[Information shown — start]
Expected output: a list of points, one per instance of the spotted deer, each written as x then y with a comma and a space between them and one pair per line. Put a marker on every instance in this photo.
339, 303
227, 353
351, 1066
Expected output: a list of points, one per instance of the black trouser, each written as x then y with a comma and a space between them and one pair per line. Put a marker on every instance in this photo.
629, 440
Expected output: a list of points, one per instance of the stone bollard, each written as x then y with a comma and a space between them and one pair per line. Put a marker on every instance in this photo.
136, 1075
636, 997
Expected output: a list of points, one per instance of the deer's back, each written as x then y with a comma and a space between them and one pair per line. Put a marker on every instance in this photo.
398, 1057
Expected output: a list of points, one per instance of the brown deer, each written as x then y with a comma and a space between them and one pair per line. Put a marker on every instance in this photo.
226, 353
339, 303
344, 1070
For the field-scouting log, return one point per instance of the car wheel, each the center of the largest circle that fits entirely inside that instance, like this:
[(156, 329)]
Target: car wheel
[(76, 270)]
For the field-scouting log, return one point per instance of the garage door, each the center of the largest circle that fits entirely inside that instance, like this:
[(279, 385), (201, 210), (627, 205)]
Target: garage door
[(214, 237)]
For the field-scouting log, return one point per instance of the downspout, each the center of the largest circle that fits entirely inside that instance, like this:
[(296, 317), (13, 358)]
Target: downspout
[Information shown — finish]
Would you show every line in the data above that contains the string "downspout"?

For the field-scouting log, return one point per instance of the downspout, each the center of the largest circle that fits entirely inside that instance, like this:
Target: downspout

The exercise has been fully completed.